--- Begin Supplied passage ---
I know many variants of this question has been asked already, but I still can't find a good answer to my needs.
What I want to do is setup a few (2 at minimum) VPS's to host my web apps on. I'd like to provide some load balancing (which is pretty easy achievable with let's say Varnish), and relatively high availability - which is my problem.
Using the load balancer (which I'd need to host on one of VPS's) introduces a single point of failure, which almost as bad as having just one machine to serve the content.
http://i.stack.imgur.com/lFafj.png
And AFAIK DNS round-robin method not only is a bad idea for load-balancing, but also does not provide a fail-over mechanism. If one of servers goes down, some people (with cached DNS IP) will still try to connect to the unavailable server. And forget short TTL - this is not the correct solution.
http://i.stack.imgur.com/mTLRf.png
One very important thing to consider: I want to have my VPS's divided across many datacenters, so if electricity or ISP fails in one datacenter, the website won't go down.
The only 2 solutions I can think of is either rely on dns round robin (and in case of server failure at least serve the content to some percentage of users untill recovery), or buy a dedicated server in a datacenter well prepared for blackout and equipped with several internet connections (which is insanely expensive compared to renting even 10 VPS's).
So the question is: What is the correct way to avoid single point of failure while having several load balanced VPS's?
Please excuse the images. They're just as-basic-as-possible examples of what I meant.
Notes:
How much are you willing to spend, I've yet to see someone relying on VPSs and really wanting to spend the money for a datacenter failure case.
Regarding your drawings:
The fail in the first one is true if (and only if) the load balancer is a single machine, if it's a single system (as in a system built from multiple hosts) it's not true anymore.
SPA (Shortest possible answer):
Really short answer: You need to get a service IP that is available in all your locations. And set up BGP routing.
--- End Supplied passage ---
--- Begin Material ---
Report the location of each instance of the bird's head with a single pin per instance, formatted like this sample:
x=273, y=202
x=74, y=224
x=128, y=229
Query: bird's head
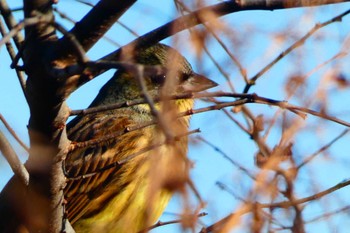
x=174, y=76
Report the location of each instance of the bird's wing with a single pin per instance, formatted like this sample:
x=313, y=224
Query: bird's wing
x=90, y=168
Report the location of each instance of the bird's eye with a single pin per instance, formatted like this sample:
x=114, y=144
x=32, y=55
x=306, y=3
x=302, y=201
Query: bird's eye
x=158, y=79
x=184, y=77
--- End Material ---
◆ Given request
In the forum thread, what does the really short answer say you need to get, and what routing should be set up?

◆ Result of this exercise
A service IP that is available in all your locations, and BGP routing.